DIRECTION:
Count the lines in the records below that contain the word "jersey", and reply with the number alone.

[Start]

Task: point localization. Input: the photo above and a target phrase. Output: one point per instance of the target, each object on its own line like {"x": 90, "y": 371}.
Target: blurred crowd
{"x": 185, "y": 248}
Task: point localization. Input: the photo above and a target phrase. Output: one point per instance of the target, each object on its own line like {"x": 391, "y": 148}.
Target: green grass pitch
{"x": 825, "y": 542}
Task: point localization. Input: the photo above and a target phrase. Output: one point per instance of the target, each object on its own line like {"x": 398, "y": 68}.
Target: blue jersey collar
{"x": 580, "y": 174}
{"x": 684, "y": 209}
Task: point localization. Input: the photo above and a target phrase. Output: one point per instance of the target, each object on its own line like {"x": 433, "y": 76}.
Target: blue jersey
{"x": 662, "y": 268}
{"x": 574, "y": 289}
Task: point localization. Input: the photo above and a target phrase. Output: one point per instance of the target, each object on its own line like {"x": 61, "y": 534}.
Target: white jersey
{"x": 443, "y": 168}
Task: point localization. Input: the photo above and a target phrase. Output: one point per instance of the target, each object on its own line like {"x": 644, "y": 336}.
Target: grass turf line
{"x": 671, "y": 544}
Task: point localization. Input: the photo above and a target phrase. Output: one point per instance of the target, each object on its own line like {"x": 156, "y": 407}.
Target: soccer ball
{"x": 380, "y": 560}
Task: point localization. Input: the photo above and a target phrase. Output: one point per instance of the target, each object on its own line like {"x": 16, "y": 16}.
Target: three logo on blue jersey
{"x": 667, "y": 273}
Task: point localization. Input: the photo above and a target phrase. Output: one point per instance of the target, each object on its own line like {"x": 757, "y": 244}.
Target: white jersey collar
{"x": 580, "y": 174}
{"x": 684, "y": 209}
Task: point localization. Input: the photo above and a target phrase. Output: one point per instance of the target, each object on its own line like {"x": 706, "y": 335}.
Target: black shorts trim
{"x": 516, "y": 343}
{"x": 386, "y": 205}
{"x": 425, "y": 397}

[End]

RESPONSE TO THIS TASK:
5